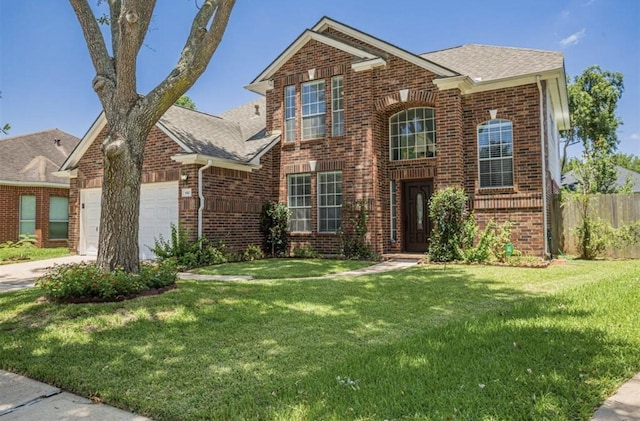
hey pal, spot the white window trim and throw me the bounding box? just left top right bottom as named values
left=389, top=107, right=436, bottom=161
left=284, top=85, right=296, bottom=142
left=301, top=79, right=326, bottom=140
left=331, top=76, right=344, bottom=137
left=477, top=119, right=514, bottom=189
left=288, top=173, right=312, bottom=232
left=317, top=171, right=342, bottom=233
********************
Where a picture appears in the data, omit it; restate the rest word for word.

hey pal, spot the white window trim and throw me the bounding box? just left top right bottom as named values
left=389, top=107, right=436, bottom=161
left=284, top=85, right=296, bottom=142
left=301, top=79, right=326, bottom=140
left=331, top=76, right=344, bottom=137
left=477, top=119, right=514, bottom=189
left=288, top=173, right=312, bottom=232
left=317, top=171, right=342, bottom=233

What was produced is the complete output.